What is asked:
Revise the records from the line with "Report the location of each instance of the overcast" through the end of the records, swapping "overcast sky" for "cloudy sky" and keeping everything else the same. Leave out the picture.

(Point labeling dataset excerpts)
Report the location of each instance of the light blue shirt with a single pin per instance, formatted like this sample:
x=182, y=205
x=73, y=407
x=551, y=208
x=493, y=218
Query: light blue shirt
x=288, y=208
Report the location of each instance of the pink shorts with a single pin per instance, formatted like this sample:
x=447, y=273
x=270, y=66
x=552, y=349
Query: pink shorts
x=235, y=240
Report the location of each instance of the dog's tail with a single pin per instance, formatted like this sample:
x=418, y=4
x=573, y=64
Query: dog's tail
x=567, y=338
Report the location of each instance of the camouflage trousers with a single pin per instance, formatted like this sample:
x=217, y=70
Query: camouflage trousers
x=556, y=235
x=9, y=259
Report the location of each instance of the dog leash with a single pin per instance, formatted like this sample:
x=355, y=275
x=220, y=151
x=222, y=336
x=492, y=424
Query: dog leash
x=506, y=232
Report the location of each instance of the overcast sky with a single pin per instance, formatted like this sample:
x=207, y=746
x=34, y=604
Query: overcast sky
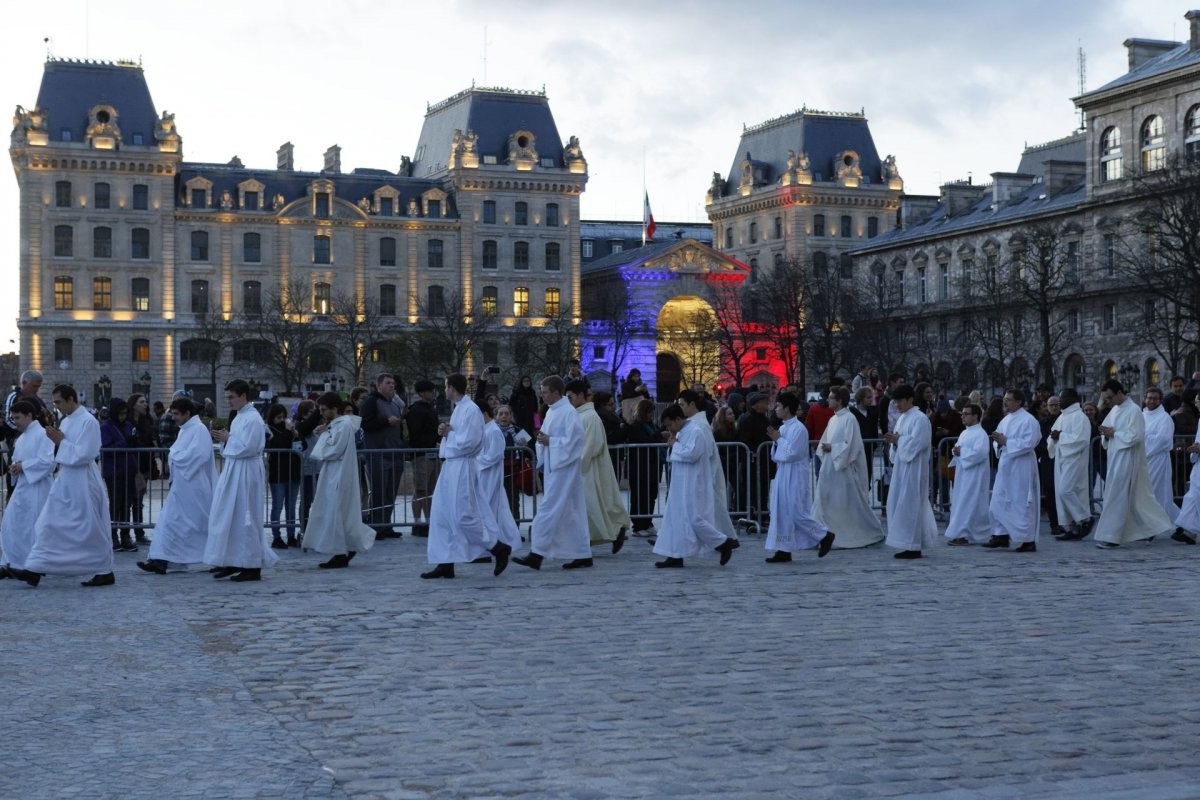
x=949, y=88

Worked answer:
Report the location of each instance of the cloudy sky with a single pin per instance, formatted like this sample:
x=207, y=746
x=34, y=604
Query: cloudy sky
x=949, y=88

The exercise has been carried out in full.